* DATASET RECORDS
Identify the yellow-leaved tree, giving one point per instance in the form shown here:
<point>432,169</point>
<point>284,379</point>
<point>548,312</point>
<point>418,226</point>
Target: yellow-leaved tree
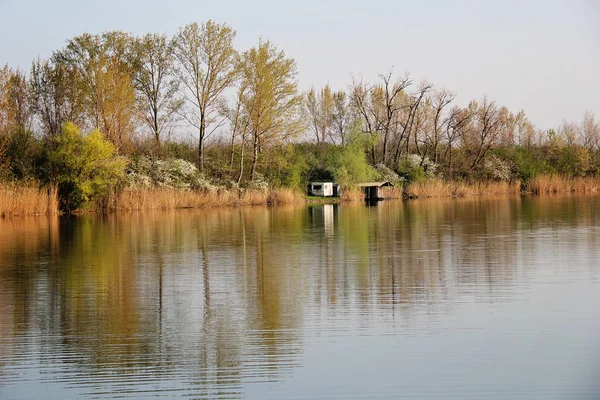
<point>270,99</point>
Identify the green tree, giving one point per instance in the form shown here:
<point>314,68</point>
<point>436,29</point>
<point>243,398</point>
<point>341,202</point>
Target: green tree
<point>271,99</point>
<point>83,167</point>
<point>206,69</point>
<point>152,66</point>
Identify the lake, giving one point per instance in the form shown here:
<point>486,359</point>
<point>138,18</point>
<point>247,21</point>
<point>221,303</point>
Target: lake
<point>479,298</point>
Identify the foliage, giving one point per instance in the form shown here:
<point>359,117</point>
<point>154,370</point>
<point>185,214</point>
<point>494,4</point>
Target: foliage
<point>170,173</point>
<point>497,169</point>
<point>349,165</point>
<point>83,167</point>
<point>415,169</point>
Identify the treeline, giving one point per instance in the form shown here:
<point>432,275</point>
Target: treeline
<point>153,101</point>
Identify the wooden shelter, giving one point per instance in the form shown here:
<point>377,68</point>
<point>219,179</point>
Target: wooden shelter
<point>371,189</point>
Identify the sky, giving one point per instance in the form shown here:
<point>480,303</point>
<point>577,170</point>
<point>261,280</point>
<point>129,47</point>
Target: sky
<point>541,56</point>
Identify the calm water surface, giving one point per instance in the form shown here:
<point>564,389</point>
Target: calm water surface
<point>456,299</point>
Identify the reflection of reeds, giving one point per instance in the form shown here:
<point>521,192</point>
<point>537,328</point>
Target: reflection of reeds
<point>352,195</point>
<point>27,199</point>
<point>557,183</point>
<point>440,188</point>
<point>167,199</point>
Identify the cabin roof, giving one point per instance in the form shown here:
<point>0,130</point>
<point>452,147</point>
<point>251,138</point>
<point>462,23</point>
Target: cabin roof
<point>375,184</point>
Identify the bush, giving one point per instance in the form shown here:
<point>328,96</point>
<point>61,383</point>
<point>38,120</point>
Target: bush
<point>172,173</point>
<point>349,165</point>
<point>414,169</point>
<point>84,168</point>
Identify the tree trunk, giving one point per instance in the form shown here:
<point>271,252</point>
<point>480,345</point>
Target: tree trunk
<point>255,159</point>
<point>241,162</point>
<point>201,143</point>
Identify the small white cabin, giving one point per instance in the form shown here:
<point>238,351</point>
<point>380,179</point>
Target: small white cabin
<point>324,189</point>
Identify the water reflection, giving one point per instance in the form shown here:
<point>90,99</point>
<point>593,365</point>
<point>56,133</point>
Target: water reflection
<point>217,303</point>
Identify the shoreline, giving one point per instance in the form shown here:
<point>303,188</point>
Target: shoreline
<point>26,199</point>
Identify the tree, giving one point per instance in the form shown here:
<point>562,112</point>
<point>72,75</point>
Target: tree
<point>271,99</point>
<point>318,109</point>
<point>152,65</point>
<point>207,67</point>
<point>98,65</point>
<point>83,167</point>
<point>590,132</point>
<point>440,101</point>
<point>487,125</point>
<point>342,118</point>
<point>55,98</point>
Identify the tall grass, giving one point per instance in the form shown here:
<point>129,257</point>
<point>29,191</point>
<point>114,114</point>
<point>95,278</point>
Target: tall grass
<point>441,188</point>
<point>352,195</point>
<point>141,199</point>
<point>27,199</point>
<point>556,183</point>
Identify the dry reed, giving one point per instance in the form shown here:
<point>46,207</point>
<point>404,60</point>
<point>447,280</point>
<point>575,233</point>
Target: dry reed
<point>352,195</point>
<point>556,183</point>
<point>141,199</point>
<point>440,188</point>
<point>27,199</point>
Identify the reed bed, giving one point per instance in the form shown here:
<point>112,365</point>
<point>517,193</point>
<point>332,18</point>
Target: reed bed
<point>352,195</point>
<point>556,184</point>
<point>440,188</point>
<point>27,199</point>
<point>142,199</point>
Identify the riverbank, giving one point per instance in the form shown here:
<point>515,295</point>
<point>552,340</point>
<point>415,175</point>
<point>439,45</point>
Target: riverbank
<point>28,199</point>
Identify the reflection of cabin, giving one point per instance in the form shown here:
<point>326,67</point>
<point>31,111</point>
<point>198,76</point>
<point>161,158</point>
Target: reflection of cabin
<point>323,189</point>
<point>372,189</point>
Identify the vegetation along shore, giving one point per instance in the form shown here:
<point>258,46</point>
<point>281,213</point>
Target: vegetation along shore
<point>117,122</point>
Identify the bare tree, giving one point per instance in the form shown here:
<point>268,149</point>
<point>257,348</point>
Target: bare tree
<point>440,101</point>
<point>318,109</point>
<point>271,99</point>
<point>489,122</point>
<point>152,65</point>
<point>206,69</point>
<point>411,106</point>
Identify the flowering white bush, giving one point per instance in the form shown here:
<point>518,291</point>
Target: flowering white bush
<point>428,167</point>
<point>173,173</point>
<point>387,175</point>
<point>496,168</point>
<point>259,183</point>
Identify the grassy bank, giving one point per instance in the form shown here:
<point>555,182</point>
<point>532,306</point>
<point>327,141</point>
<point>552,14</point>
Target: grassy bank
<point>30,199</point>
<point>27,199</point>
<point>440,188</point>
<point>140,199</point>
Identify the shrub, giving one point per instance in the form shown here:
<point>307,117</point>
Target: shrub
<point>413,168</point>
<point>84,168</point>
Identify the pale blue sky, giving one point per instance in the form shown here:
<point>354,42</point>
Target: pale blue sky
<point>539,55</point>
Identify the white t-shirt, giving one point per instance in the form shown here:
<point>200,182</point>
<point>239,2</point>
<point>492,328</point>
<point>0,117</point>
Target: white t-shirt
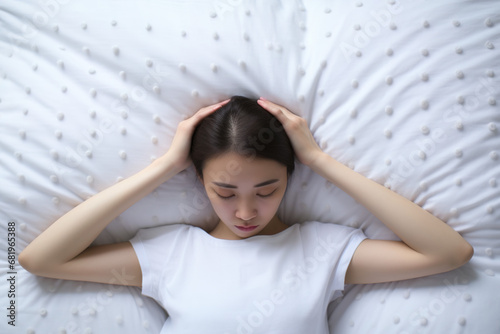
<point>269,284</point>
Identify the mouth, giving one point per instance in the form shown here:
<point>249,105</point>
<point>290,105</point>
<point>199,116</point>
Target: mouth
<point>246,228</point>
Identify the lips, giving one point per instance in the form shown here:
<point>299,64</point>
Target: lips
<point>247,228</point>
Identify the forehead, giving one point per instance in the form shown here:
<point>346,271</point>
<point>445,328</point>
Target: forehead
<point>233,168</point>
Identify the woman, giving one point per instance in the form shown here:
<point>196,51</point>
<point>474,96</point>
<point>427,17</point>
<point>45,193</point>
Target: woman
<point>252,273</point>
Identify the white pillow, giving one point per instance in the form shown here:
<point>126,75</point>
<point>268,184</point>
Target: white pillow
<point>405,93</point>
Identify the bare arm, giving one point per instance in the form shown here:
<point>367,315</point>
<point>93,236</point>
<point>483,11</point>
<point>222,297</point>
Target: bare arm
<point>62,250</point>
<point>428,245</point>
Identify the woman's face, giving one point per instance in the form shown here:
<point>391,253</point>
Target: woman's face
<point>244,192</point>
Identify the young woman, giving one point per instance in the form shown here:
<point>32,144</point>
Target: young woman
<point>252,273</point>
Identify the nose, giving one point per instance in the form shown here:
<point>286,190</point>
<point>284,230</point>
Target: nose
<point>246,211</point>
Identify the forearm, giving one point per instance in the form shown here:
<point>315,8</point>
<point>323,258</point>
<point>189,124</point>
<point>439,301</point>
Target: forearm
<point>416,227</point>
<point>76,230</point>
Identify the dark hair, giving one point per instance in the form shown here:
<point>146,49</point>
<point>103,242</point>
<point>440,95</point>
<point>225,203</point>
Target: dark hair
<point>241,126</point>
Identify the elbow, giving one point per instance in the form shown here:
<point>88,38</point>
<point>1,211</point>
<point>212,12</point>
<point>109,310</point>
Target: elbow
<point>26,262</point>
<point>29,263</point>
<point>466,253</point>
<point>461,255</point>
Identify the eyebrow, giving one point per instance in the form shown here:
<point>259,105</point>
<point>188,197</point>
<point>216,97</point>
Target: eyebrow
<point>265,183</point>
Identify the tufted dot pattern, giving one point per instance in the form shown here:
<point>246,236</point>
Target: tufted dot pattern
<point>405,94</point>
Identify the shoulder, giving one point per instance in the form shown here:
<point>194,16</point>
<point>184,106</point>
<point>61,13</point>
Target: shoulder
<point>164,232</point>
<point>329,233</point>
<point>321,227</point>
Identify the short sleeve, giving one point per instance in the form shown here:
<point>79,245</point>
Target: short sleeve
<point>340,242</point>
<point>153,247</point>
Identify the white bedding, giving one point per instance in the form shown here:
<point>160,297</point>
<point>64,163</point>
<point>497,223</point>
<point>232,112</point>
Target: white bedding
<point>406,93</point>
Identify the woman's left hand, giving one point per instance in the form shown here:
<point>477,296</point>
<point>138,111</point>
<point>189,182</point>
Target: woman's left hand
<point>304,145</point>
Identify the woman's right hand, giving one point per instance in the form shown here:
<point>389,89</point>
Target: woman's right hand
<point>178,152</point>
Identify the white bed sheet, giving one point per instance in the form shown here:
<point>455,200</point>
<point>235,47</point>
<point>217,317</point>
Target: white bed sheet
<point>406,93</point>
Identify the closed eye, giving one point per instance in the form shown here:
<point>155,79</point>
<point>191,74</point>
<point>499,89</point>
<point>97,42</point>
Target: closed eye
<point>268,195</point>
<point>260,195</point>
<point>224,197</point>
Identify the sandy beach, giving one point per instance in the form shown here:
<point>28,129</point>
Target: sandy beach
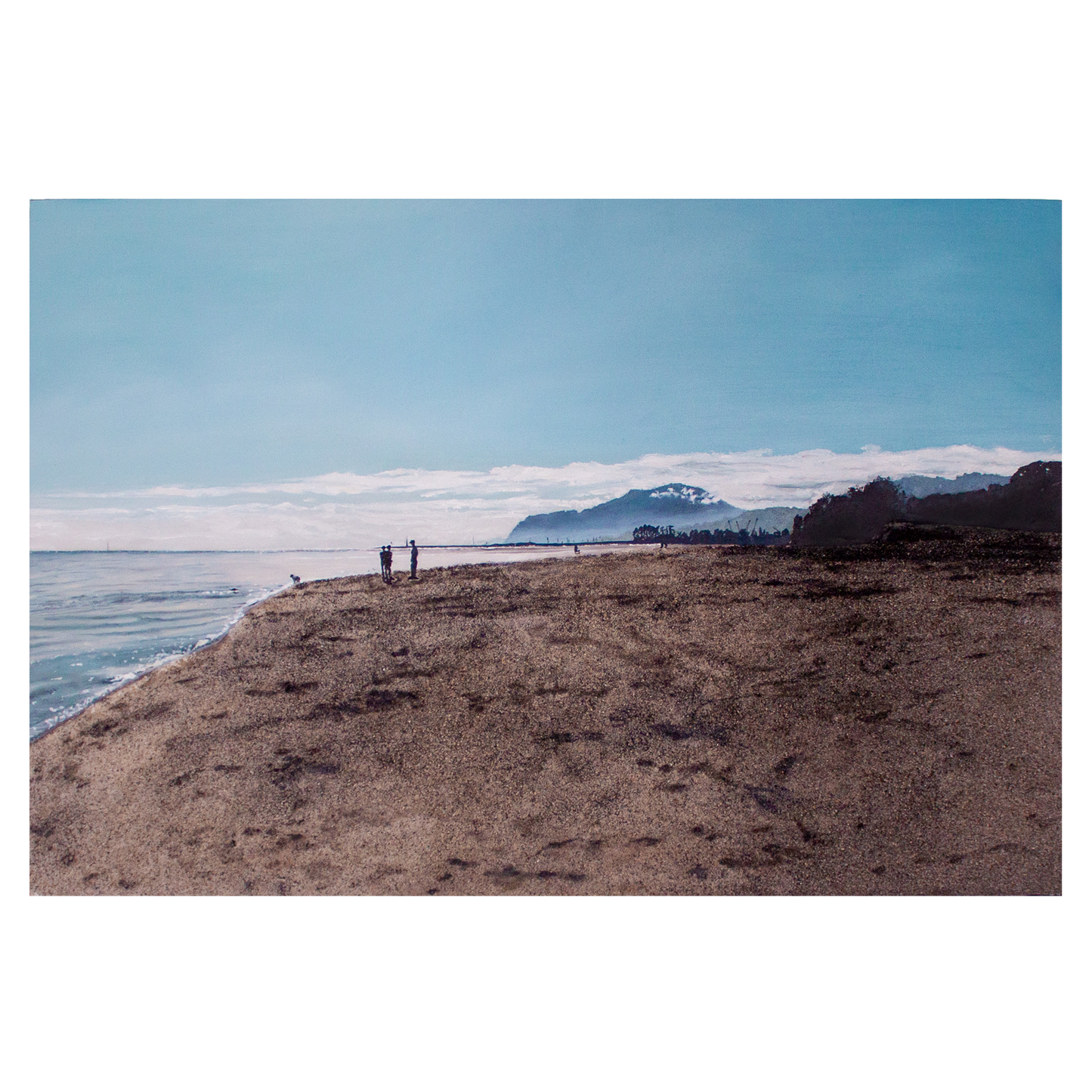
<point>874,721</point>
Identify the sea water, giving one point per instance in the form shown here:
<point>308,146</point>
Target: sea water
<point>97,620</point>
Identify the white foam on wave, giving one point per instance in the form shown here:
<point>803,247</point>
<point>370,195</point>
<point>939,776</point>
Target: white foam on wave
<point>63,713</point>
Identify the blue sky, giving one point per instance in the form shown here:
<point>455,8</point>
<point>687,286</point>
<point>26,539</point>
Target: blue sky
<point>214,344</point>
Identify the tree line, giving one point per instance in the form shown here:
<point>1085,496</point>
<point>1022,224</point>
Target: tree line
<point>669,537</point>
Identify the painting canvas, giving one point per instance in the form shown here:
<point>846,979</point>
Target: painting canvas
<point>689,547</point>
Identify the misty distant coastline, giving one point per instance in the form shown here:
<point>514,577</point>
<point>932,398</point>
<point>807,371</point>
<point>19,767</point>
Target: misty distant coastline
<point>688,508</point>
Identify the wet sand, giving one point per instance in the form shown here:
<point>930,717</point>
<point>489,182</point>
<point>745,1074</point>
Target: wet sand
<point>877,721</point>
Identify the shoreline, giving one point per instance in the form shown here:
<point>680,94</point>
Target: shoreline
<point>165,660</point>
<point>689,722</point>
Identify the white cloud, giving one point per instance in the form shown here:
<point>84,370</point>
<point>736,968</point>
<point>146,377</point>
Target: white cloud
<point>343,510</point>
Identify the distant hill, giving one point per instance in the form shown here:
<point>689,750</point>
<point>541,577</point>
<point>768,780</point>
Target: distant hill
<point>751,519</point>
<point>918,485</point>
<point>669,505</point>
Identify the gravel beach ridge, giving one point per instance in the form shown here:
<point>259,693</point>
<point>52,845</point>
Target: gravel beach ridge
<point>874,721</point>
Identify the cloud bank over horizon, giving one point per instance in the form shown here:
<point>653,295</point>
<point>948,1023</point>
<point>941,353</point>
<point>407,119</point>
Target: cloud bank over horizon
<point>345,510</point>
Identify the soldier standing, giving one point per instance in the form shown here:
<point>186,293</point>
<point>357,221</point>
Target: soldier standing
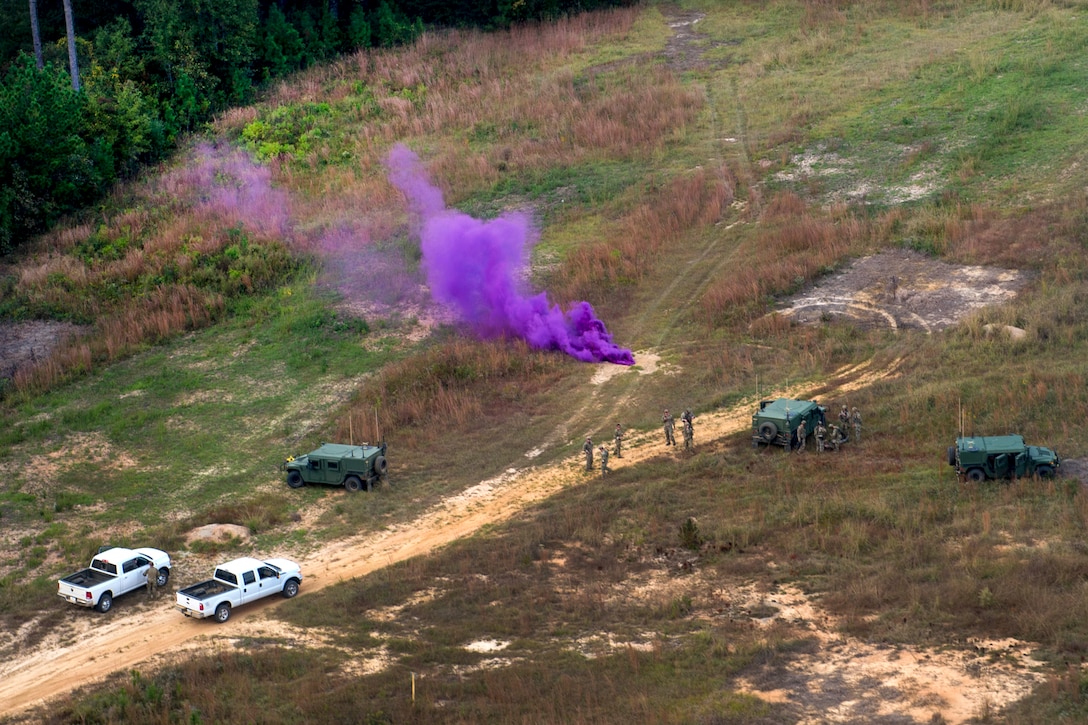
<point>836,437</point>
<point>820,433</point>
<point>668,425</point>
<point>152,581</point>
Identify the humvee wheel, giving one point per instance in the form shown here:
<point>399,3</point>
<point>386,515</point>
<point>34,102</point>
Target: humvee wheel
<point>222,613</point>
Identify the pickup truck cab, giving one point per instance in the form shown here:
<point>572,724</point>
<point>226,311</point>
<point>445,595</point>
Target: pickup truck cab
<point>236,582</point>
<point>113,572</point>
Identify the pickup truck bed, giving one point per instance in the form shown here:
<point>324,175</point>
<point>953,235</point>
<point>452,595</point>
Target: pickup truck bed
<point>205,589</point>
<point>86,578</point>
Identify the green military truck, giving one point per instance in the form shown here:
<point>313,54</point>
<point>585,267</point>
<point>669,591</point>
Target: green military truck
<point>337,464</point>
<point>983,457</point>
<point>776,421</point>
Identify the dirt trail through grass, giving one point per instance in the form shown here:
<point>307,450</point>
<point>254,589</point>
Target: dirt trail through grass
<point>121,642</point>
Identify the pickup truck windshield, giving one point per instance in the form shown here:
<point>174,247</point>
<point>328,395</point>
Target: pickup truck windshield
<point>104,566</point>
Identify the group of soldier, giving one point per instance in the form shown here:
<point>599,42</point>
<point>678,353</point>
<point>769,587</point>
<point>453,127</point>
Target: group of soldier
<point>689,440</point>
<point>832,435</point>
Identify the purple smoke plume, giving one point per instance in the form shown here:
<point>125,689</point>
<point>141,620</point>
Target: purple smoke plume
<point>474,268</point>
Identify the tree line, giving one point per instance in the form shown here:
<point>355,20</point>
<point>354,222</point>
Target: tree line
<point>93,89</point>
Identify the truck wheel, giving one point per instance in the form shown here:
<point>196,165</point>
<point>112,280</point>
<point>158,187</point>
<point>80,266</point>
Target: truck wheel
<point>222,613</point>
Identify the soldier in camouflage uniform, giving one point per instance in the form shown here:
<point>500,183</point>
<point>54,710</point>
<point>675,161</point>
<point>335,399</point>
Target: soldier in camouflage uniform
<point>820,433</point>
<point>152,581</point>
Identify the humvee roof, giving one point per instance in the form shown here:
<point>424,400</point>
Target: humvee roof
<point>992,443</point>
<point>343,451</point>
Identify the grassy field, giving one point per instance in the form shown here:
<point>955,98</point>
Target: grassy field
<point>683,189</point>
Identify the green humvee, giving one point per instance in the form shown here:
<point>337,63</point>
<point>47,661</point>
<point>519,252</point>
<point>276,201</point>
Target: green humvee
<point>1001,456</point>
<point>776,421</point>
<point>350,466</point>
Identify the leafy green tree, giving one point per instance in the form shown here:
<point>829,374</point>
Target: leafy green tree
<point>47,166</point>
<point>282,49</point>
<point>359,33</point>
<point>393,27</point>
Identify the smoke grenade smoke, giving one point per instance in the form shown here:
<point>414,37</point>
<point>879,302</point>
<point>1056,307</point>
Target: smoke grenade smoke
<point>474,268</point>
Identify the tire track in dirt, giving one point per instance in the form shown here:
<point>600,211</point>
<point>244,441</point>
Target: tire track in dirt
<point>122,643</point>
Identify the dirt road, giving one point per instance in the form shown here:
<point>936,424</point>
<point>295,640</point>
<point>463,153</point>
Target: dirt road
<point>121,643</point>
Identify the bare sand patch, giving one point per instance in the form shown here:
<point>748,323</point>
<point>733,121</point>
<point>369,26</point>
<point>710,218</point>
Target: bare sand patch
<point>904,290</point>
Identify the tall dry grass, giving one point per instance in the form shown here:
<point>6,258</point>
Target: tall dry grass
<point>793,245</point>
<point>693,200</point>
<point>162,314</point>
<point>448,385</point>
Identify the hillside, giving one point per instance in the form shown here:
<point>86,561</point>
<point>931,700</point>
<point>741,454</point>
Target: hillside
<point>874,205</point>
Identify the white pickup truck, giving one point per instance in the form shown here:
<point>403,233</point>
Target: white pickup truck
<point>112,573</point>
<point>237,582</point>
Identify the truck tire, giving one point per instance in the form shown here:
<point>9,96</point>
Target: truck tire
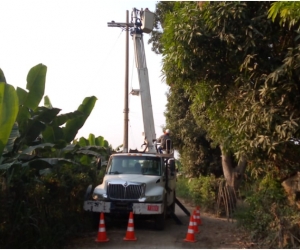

* SHORT PROBLEM
Copy out the material from its start up to and including the line with "<point>270,99</point>", leaving out any pictures.

* ANSWER BELOW
Identify the yellow-leaved tree, giving one point per instance in the form shown here:
<point>432,169</point>
<point>284,379</point>
<point>548,312</point>
<point>418,226</point>
Target: yellow-leaved tree
<point>270,99</point>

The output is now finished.